Alfonso González Jerez

La indiferencia

En pandemia, como en el poema de Jaime Gil de Biedma, tal vez tengan razón los días laborales, y debió recurrirse al enclaustramiento sin excepciones durante Navidad, fin de año y Reyes. Lo interesante son las razones. ¿Por qué? La respuesta es sencilla y más preocupante de lo que parece: porque no sabemos comportarnos. Desde luego que la mayoría ciudadana cumple más o menos las normas sanitarias. Más o menos, porque suelen caer en pequeñas trampas, momentáneos engaños, diminutas desobediencias. Pero la inmensa minoría infractora no recibe ninguna censura social. Cualquiera puede descubrir a desaprensivos que, con la excusa de tomar un café, se pasan dos horas en una terraza. O al que al lado del bar o de la terraza misma apura un cigarrillo. O los que entran en un grupo de media docena en una tienda donde ya hay clientes y no admite más de cinco personas simultáneamente en el establecimiento. Durante meses y meses (ahora se ha aplicado mayor vigilancia) los adolescentes se reunían en los parques de la capital sin ningún problema y rulaban la priva y los petas. Ocurre una y otra vez, al igual que se incumple una y otra vez la distancia de seguridad, en la calle, en los bares, en el transporte público. Es un asombroso ejercicio de fingimiento colectivo. Porque nadie le llama la atención a nadie. Nadie reclama solidaridad.

Eso es muy tinerfeño. No es que nuestras ciudades (por llamarlas de algún modo) sean tan acogedoras como París o Nueva York, donde nadie se mete con lo que hagas o dejes de hacer. Aquí estamos acostumbrados, en cambio, a una indiferencia represiva en lo que nos interesa, en general, las pequeñas miserias ajenas y las biografías ridiculizadas– la pasión por los chismes y nombretes es legendaria entre chicharreros y laguneros–. Para lo que exige cierta acción o compromiso, en cambio, la indiferencia es absoluta, mineral, inamovible. El canallita que fuma en la terraza puede tener la tranquilidad de que puede consumir hasta la colilla: nadie le dirigirá ningún reproche. Cuando me ocurrió a mí en un establecimiento el fumador en cuestión, cómodamente sentado, dirigió un dedo a su oído con una sonrisa burlona, como si no pudiera escucharme. Me levanté y me acerqué también sonriendo.

- ¿Podría hacer el favor de dejar de fumar?

Acentuó su sonrisa y se señaló de nuevo la oreja derecha.

- Ah, así que además de ser un jodido tarado eres sordo.

Es así invariablemente. No cabe esperar que los camareros exijan nada al público (no lo hacen) ni que aparezca milagrosamente un coche policial (no aparecen jamás). Los ciudadanos han depositado absolutamente el control de sus propias vidas y la defensa de su salud en fuerzas policiales generalmente invisibles y en políticos carente de valor cívico: les aterra cabrear a sus votantes. Así que nos dicen que Tenerife está muy lejos del confinamiento, que está a punto de ser confinada, que las cifras son preocupantes, que no hay razones para alarmarse, que debemos sentirnos alarmados, que no podremos visitar a nuestras familias en las fiestas navideñas, que podremos un poco, que podremos mucho, que más vale dejarlo, que vengan los turistas, que no vengan sin orden, que han encontrado otro orden, que están bajo control. Después del comportamiento idiota e irresponsable de miles de personas –da pavor pensar que lleguen aquí cepas con mayor capacidad de contagio antes de alcanzar una mayoría del 70% vacunados– es la retórica política, confusa, asustadiza, hipócrita y miedica la principal responsable de esta perfomance mortífera entre el Decamerón y Cho Pacheco el de La Esperanza.

» Material proporcionado
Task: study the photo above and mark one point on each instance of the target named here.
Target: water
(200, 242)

» Instrucciones
**A)** Traduce al inglés esta oración del fragmento: "Es un asombroso ejercicio de fingimiento colectivo."
**B)** Extrae del fragmento, por favor, el pasaje que va desde "Eso es muy tinerfeño." hasta "acerqué también sonriendo.", sin cambiar nada.

» Resultados
**A)** It is an astonishing exercise in collective pretense.

**B)**
Eso es muy tinerfeño. No es que nuestras ciudades (por llamarlas de algún modo) sean tan acogedoras como París o Nueva York, donde nadie se mete con lo que hagas o dejes de hacer. Aquí estamos acostumbrados, en cambio, a una indiferencia represiva en lo que nos interesa, en general, las pequeñas miserias ajenas y las biografías ridiculizadas– la pasión por los chismes y nombretes es legendaria entre chicharreros y laguneros–. Para lo que exige cierta acción o compromiso, en cambio, la indiferencia es absoluta, mineral, inamovible. El canallita que fuma en la terraza puede tener la tranquilidad de que puede consumir hasta la colilla: nadie le dirigirá ningún reproche. Cuando me ocurrió a mí en un establecimiento el fumador en cuestión, cómodamente sentado, dirigió un dedo a su oído con una sonrisa burlona, como si no pudiera escucharme. Me levanté y me acerqué también sonriendo.